[Start of RECORD EXCERPTS]

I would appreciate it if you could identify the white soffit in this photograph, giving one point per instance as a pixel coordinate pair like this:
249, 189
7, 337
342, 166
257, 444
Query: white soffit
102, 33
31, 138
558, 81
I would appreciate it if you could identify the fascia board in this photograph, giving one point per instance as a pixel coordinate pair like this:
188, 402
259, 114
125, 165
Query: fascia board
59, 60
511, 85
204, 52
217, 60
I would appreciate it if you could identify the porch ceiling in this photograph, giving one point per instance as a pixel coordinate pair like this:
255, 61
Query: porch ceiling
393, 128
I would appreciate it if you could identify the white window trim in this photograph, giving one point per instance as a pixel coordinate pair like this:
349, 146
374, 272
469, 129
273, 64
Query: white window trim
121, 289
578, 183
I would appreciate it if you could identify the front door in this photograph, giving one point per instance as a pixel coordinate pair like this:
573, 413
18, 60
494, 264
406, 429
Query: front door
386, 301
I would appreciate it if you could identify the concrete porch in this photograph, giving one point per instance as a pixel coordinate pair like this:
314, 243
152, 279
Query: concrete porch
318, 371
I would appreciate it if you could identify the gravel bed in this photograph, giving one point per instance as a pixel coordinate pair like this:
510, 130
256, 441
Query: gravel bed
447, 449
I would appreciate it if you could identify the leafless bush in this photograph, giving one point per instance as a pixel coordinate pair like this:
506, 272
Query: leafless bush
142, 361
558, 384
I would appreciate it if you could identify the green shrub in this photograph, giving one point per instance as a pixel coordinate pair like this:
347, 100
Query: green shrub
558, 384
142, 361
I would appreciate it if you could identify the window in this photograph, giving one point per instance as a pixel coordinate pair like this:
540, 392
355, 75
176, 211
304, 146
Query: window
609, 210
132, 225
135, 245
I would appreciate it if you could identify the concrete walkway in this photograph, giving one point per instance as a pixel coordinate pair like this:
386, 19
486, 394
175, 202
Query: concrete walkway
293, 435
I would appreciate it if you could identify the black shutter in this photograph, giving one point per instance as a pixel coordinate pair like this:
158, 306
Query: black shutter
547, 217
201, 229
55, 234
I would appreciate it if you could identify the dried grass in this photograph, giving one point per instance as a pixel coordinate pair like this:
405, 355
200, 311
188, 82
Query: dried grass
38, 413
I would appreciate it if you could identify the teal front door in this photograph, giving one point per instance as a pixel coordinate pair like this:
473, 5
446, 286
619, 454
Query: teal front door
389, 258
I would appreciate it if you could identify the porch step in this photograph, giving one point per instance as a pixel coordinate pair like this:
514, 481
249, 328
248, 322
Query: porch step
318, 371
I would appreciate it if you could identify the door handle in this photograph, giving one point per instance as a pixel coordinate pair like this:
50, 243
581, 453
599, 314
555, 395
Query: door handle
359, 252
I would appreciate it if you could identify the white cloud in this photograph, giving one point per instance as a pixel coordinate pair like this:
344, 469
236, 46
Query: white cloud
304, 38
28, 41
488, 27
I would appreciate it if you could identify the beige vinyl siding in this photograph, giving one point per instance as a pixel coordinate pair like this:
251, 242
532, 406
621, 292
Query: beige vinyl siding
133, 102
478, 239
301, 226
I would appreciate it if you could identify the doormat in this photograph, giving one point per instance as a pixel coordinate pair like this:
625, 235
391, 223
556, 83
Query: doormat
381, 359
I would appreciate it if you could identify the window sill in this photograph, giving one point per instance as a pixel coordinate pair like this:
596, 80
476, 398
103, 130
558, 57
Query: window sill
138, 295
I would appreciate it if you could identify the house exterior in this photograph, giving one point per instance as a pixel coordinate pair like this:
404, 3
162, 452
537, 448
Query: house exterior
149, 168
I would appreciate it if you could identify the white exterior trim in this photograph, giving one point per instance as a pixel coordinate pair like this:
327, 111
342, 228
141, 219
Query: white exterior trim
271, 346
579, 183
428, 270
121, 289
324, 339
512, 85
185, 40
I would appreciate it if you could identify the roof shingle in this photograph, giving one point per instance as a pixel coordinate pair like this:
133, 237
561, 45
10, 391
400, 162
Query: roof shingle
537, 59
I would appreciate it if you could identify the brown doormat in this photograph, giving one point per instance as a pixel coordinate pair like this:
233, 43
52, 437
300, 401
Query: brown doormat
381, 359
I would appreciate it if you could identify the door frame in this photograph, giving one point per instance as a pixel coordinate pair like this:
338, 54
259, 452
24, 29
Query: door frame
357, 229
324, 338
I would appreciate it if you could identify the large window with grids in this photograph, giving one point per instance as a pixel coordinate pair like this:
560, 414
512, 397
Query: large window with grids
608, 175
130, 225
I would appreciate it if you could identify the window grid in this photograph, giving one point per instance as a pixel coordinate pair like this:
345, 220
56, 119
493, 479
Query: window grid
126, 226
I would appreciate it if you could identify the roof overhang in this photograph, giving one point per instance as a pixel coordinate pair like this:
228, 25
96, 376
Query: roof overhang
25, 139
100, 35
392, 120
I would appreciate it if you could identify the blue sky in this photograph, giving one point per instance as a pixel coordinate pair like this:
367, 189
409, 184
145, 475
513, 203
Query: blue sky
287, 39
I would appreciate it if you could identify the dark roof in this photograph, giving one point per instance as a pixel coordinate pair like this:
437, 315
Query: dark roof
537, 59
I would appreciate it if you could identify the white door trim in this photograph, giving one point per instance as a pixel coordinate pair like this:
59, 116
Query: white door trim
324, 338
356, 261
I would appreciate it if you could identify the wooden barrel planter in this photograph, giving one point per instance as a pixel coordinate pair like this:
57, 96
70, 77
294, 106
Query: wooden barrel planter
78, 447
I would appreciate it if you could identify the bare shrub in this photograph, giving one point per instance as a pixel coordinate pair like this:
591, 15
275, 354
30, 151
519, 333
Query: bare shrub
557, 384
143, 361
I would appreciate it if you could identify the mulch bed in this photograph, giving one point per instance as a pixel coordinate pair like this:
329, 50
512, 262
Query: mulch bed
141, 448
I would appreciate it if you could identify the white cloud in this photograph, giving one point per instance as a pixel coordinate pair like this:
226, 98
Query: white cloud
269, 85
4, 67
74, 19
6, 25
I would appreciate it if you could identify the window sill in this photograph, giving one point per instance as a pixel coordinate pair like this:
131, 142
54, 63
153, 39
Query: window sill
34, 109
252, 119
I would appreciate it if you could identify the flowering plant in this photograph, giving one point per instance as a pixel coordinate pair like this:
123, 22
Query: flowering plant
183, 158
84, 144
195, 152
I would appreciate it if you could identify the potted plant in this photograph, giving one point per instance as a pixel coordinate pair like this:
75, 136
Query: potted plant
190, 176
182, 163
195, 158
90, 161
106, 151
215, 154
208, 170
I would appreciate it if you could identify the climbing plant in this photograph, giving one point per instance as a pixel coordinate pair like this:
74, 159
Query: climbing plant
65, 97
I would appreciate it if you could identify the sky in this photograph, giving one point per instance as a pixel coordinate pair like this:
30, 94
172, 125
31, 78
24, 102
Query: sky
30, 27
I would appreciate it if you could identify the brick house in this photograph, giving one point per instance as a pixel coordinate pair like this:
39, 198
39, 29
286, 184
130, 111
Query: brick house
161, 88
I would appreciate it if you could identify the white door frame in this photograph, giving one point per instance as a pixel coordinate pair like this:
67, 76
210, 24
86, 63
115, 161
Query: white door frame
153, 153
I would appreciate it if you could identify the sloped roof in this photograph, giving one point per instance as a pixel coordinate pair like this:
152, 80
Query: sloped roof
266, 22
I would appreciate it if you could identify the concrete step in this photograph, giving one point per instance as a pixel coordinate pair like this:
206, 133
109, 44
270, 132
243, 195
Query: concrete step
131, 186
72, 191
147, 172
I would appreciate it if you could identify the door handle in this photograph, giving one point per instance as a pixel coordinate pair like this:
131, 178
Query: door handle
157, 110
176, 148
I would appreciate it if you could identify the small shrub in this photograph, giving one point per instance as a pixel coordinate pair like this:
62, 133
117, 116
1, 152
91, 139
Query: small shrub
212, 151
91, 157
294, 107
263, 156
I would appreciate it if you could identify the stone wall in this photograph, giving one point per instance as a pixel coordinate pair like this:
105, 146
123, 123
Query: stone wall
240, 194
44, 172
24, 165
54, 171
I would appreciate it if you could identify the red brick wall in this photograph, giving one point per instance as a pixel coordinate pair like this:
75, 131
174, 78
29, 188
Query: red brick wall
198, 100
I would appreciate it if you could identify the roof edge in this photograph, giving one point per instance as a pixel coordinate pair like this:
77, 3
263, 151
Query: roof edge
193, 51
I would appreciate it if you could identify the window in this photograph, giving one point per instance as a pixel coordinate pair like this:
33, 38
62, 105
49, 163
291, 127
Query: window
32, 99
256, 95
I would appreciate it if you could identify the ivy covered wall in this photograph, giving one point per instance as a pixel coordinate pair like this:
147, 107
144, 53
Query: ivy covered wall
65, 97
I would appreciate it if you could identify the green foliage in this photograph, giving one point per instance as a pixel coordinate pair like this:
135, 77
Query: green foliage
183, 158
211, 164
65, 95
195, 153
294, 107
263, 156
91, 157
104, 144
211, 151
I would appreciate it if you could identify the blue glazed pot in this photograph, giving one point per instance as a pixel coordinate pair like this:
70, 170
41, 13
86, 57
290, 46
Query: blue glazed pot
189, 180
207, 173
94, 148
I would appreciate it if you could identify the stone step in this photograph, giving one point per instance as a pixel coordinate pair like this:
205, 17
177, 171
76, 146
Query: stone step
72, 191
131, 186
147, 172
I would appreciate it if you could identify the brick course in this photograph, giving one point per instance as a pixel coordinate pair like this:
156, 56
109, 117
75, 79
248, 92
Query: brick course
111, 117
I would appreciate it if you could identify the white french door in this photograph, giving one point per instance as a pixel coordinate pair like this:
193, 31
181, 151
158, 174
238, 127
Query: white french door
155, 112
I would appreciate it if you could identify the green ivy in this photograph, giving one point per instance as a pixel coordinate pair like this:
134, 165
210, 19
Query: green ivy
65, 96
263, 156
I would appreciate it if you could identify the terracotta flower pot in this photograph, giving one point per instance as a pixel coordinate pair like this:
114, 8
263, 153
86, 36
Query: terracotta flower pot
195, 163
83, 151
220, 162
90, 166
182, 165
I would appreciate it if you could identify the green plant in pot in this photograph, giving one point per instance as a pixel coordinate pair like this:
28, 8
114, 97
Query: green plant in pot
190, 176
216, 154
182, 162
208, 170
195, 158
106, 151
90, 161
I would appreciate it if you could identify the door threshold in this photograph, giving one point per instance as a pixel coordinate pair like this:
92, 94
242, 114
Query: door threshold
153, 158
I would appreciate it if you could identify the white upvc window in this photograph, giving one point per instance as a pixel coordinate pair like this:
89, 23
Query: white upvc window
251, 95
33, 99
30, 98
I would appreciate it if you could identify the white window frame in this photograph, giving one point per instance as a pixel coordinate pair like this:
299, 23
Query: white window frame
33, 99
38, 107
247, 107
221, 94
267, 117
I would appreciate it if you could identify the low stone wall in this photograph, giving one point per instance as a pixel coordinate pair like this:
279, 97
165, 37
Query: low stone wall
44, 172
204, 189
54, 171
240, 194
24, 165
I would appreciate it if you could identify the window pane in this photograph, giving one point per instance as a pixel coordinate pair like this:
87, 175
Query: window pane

[End of RECORD EXCERPTS]

YOUR GOAL:
Repeat, exactly and only, the lines above from the one containing "I would appreciate it if you could identify the white french" through the end of the material.

EXERCISE SOLUTION:
I would appreciate it if you could identify the white french door in this photograph, giving one point per instance as a pixel coordinate pair like this:
193, 31
181, 151
158, 174
238, 127
Query: white french door
155, 112
I would appreciate it if you could identify the green ivy in this photograph, giving one point per instance as a pixel coordinate pair like this:
134, 165
210, 19
Query: green ivy
65, 96
263, 156
I would appreciate it if you could identify the terracotta flower pot in this photograph, giving one point per instance as a pixel coordinate pair like this:
114, 8
263, 153
86, 36
Query: terracotta flower pot
195, 163
83, 151
220, 162
90, 166
182, 165
I would appreciate it if you could identify the green plant in pot in this photograph, giving one point per instance as a pixel coordinate pair like this:
28, 8
114, 97
Query: green plant in pot
190, 176
216, 154
182, 162
208, 170
195, 158
106, 151
90, 161
I would appreciate it if you could identify the door threshold in this photograph, giving one point per instance as a pixel coordinate pair like this:
92, 94
242, 114
Query: door threshold
153, 158
I would appreciate it if you could identify the white upvc window in this photograph, giving one point per instance as a pixel coordinate pair like this:
89, 23
Query: white upvc window
251, 95
33, 99
30, 98
I would appreciate it if you could identify the white window frame in this photograph, giving one point per instance as a pixel coordinate pair like this:
299, 23
Query: white window frame
33, 99
38, 107
247, 107
221, 94
267, 117
I would appreciate it if you could identify the low stone wall in this photograph, giving one point per instance as a pixel coordinate pair like this:
279, 97
165, 37
Query: low stone wall
44, 172
204, 189
54, 171
240, 194
24, 165
I would appreciate it if you could identify the window pane in this photograph, giving one point per instance as a pixel coordinate pair like this:
87, 175
Query: window pane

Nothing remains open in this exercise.